SET PROBLEM: Gather every line in the entries below that contains the word "house".

#### RECORDED DATA

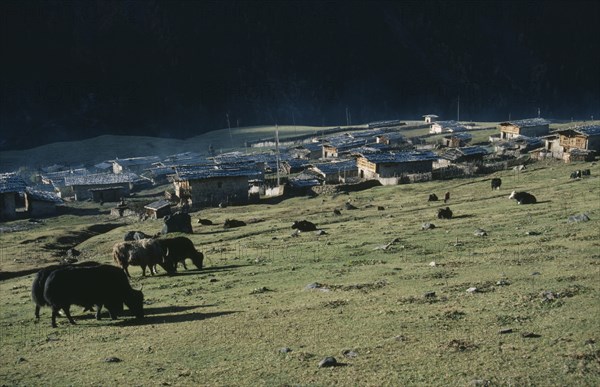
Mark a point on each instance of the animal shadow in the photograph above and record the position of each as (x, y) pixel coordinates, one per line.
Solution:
(205, 270)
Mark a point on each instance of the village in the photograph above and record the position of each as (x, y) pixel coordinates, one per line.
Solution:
(351, 158)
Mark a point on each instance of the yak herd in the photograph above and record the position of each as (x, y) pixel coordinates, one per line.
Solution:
(91, 284)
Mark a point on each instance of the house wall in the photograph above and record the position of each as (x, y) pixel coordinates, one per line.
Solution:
(594, 143)
(512, 131)
(212, 191)
(580, 141)
(8, 208)
(398, 169)
(368, 170)
(108, 195)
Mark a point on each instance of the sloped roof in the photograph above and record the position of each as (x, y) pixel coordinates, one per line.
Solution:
(304, 180)
(157, 205)
(43, 196)
(586, 130)
(456, 153)
(11, 182)
(101, 179)
(207, 172)
(450, 126)
(393, 136)
(58, 177)
(460, 135)
(133, 161)
(526, 122)
(336, 167)
(344, 142)
(400, 157)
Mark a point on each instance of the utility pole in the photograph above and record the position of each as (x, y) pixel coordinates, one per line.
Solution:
(347, 118)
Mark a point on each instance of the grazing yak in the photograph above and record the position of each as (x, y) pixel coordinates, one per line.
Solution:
(102, 285)
(37, 288)
(445, 213)
(178, 249)
(523, 197)
(496, 183)
(145, 252)
(231, 223)
(446, 197)
(205, 222)
(304, 225)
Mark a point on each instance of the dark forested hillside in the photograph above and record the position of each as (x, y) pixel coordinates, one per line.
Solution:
(177, 68)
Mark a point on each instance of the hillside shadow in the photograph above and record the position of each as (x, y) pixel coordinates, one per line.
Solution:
(176, 318)
(4, 275)
(464, 216)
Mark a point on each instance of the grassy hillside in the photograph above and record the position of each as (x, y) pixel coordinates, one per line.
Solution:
(108, 147)
(533, 319)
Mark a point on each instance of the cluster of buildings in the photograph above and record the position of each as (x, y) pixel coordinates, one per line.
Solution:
(379, 151)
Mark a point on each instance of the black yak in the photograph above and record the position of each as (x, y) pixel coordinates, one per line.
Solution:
(445, 213)
(145, 252)
(496, 183)
(178, 249)
(39, 281)
(523, 197)
(102, 285)
(304, 225)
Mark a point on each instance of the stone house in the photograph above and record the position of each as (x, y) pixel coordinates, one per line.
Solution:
(429, 118)
(336, 172)
(134, 164)
(581, 137)
(158, 209)
(83, 187)
(204, 186)
(41, 203)
(456, 140)
(453, 156)
(394, 165)
(446, 127)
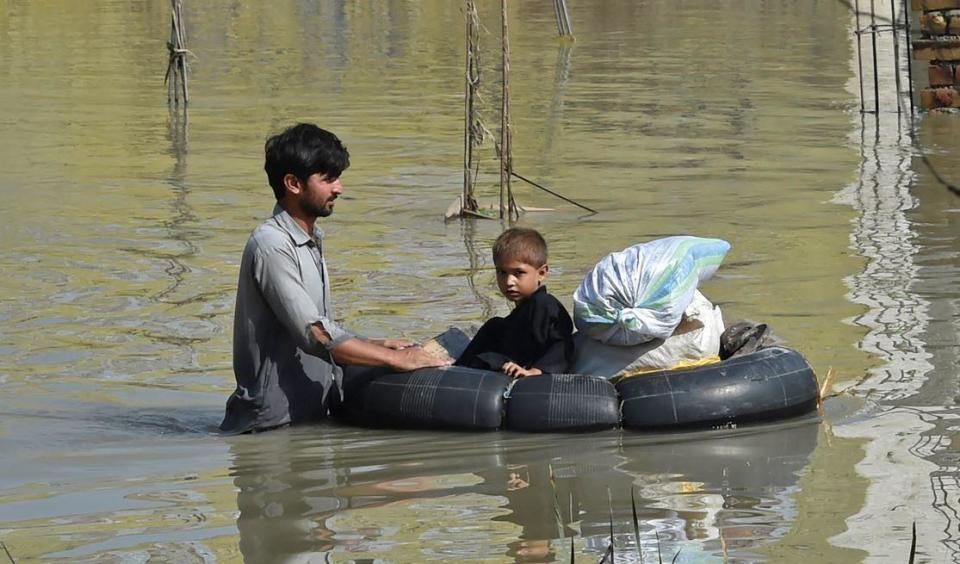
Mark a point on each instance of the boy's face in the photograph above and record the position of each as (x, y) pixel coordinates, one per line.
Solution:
(518, 280)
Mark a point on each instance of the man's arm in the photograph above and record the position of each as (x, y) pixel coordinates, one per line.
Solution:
(360, 352)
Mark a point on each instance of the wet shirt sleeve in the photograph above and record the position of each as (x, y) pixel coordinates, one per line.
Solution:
(277, 272)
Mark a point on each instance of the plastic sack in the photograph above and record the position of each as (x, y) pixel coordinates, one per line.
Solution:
(696, 338)
(640, 293)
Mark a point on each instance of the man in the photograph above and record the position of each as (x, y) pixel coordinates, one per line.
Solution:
(287, 350)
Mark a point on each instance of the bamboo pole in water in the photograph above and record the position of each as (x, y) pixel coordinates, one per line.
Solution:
(471, 129)
(859, 32)
(507, 205)
(906, 25)
(876, 69)
(176, 77)
(563, 18)
(896, 51)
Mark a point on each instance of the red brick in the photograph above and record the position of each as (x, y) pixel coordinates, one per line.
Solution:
(942, 75)
(931, 98)
(936, 49)
(934, 4)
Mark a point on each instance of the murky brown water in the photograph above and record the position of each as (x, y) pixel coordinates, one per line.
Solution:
(121, 232)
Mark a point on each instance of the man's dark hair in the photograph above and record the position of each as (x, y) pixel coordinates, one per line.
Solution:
(303, 150)
(522, 244)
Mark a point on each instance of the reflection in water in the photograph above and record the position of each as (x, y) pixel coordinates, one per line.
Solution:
(468, 229)
(367, 494)
(908, 436)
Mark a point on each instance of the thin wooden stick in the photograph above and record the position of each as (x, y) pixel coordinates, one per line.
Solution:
(896, 51)
(906, 25)
(876, 69)
(507, 205)
(472, 81)
(567, 27)
(856, 11)
(176, 76)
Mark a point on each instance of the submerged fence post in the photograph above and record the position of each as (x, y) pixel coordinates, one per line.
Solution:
(507, 204)
(563, 18)
(176, 77)
(859, 32)
(876, 69)
(471, 129)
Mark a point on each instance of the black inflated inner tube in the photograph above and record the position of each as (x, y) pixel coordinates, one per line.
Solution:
(769, 384)
(452, 397)
(766, 385)
(562, 402)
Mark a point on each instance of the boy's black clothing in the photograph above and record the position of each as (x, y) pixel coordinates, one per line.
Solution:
(538, 333)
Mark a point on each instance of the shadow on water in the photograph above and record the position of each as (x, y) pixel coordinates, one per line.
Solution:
(311, 491)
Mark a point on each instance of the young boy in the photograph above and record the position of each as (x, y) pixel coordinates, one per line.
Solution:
(537, 337)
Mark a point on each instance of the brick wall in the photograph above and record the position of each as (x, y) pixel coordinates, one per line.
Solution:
(940, 45)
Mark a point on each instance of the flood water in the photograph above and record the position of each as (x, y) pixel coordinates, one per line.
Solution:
(121, 230)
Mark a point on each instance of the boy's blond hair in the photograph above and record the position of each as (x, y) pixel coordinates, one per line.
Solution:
(522, 244)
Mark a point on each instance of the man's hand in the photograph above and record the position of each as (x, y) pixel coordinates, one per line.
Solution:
(395, 344)
(414, 357)
(514, 370)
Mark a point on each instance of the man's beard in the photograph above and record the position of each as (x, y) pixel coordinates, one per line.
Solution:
(309, 208)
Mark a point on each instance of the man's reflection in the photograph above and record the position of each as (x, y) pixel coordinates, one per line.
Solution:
(404, 494)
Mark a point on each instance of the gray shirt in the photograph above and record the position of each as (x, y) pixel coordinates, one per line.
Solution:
(284, 375)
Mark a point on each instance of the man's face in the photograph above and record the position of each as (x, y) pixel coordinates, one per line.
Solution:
(518, 280)
(318, 193)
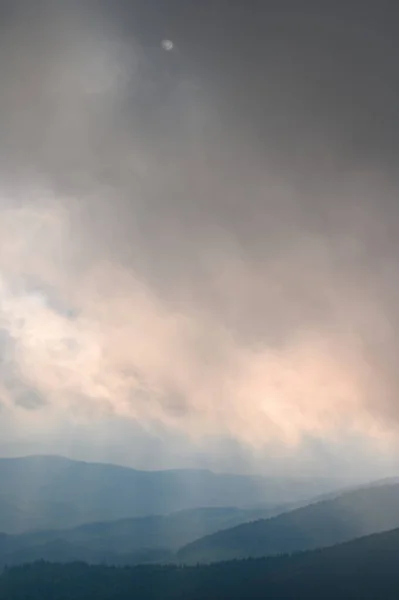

########

COMPLETE RESPONSE:
Mark a point on each instance of the house wall in the photograph above and record the position of each as (x, y) pixel coordinates, one per line.
Mark a point on each instance of the stone house in the photograph above and record the position of each as (x, y) pixel coordinates, one per line.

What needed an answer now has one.